- **Task**: Repeat each line exactly, leaving nothing out.

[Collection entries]
┄┄┄┄┄┄┄┄┄┄┄┄┄┄┄┄┄┄┄┄

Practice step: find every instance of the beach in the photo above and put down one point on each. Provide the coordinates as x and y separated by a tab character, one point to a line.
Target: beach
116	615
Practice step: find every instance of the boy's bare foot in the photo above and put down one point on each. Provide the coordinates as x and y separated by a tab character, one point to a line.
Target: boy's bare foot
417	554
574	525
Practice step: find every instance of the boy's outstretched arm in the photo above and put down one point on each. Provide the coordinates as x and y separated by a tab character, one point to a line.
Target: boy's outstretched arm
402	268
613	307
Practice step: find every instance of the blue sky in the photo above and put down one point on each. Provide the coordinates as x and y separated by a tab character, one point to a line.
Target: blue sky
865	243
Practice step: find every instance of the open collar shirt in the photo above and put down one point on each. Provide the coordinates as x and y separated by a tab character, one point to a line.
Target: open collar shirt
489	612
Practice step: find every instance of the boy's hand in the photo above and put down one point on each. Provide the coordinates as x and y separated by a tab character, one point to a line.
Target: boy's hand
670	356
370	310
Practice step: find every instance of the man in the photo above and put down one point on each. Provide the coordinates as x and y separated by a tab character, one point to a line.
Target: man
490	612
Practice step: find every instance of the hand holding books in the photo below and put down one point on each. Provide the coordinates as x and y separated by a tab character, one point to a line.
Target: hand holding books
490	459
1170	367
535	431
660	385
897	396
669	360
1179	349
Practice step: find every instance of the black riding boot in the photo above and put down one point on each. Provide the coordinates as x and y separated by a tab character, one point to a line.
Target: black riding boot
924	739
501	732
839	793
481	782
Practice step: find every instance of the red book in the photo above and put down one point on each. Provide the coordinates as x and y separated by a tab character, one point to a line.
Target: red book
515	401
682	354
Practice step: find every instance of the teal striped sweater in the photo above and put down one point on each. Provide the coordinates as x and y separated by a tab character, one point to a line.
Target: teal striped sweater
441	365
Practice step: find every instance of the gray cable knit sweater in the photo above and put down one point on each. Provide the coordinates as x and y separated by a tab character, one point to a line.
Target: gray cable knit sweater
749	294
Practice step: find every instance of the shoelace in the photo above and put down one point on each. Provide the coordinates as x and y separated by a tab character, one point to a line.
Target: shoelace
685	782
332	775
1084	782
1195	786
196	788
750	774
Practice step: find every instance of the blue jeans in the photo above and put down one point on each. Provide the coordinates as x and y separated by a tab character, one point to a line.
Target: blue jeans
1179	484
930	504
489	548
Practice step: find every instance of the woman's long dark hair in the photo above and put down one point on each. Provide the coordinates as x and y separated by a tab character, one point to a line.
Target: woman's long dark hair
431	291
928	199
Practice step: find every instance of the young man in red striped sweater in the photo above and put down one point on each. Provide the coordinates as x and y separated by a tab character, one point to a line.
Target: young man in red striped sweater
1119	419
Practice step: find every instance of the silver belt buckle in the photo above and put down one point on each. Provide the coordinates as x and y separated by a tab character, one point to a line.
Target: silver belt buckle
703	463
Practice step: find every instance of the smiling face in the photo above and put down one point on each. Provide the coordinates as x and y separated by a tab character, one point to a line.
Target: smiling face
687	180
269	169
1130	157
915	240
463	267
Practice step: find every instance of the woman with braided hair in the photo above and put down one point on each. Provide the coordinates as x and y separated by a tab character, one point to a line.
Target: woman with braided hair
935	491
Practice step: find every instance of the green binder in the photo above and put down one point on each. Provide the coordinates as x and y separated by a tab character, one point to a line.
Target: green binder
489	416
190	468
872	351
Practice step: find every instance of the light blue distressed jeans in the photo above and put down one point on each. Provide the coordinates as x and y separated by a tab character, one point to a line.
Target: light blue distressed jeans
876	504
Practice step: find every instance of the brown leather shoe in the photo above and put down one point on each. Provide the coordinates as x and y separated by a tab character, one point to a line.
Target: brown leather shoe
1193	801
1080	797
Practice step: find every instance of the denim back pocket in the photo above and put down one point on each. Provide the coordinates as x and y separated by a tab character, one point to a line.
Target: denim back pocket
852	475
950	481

┄┄┄┄┄┄┄┄┄┄┄┄┄┄┄┄┄┄┄┄

- **Answer to the problem**:
Practice step: find every instance of the beach in the photo above and put down one point on each. Provide the coordinates as x and y separated by a tab character, one point to a line.
Target: beach
116	615
Practice step: find every instance of the boy's bare foot in the photo above and put down one point on each. Provide the coordinates as x and y separated by a tab character, one point to a line.
Target: boy's bare foot
417	554
574	525
Practice step: find every instance of the boy's outstretched arm in the photo above and put down one point on each. Provide the coordinates as x and y separated by a tab character, one point to a line.
Target: boy's outstretched arm
402	268
613	307
Practice step: find every instance of the blue sky in the photo above and put down one point on each. Provide the coordinates as x and y separated by a tab character, one point to a line.
Target: blue sky
865	243
Practice step: find every instance of the open collar shirt in the photo above and put down one point on each. Provide the coordinates as x and y separated by a tab character, one point to a line.
Target: open collar shirt
489	612
Practice step: find every instance of the boy's hand in the photo above and put down one point on each. Provide the coordinates as x and y separated by a tab character, one point to a line.
Target: boy's hand
670	356
370	310
Practice step: find every instance of the man in the photo above and put down one point on each. Provide the coordinates as x and y separated by a tab character, one point to a line.
Target: man
490	612
Practice step: find every instance of the hand holding books in the photo below and put down one point on each. Provide the coordinates as x and y separated by a tab character, one point to a line.
Target: hand holding books
490	459
1170	367
535	431
660	385
897	396
669	360
1179	349
Practice step: find every instance of the black riding boot in the photo above and put down one point on each. Provide the coordinates as x and y separated by a tab character, one point to a line.
Target: black riding boot
924	739
501	732
839	793
481	782
Practice step: find every instance of the red book in the photo above and put down one point on each. Provide the coordinates as x and y separated by a tab character, one point to a line.
Target: red book
515	401
682	354
Practice step: find every instance of the teal striped sweater in the photo above and put down one point on each. Provide the coordinates as x and y separated by a tab character, one point to a line.
Target: teal striped sweater
441	365
Practice step: find every instance of the gray cable knit sweater in the photo above and put down one point on each. Provide the coordinates as x and y separated by a tab character, one point to a line.
Target: gray cable knit sweater
749	294
Practice step: find every instance of the shoelace in the photo above and put down one point on each. Provide the coordinates as x and y separated by a tab character, one point to a line.
Target: shoelace
685	782
332	775
1084	782
1195	786
196	788
750	774
Practice step: find every instance of the blue jeans in the photo above and put down one point on each. Provide the coordinates as x and y separated by a tab character, one point to a line.
Target: blue jeans
1179	484
930	504
489	548
Practice step: find every instance of the woman's long dark hair in the photo above and put down one point on each. Provide the coordinates as x and y separated by a tab character, one point to a line.
Target: woman's long dark hair
431	291
928	199
Practice step: find every instance of the young man in red striped sweater in the photo above and put down one point on each. Provide the coordinates as x and y separated by a tab character, one point to a line.
Target: young man in red striped sweater
1119	419
Practice step: find every instance of the silver belt buckle in the photo above and put down one point on each. Provide the coordinates as x and y separated by a tab character, one point to a line.
Target: silver belt buckle
703	463
Practice step: find every instance of the smiling face in the photo above and put down one point on each. Provide the coordinates as x and y separated by a tab character, one point to a line.
Target: smiling face
687	180
269	169
1130	157
915	240
463	267
Practice step: find every instance of the woman with braided hair in the photo above and put down one point on each. Provide the coordinates as x and y separated by a tab character, one point to a line.
Target: woman with braided hair
935	491
Practice step: find every instance of the green binder in the photo above and put down one point on each. Provide the coordinates as x and y separated by a tab character, one point to a line.
Target: green binder
489	416
190	468
872	351
Practice step: find every instance of the light blue distressed jeans in the photo above and put down one point on each. Provide the coordinates as x and y separated by a tab character, one point to a line.
Target: light blue distressed jeans
876	504
Practice step: find every instance of the brown leather shoe in the photo above and put down one point on each. Provide the coordinates as x and y separated by a tab character, one point to a line.
Target: brown leather shoe
1193	801
1080	797
Practice step: find every instance of the denim back pocket in the photo above and put down one point on each. Provide the coordinates as x and y separated by a tab character, one point to a line.
Target: denim back pocket
852	475
950	481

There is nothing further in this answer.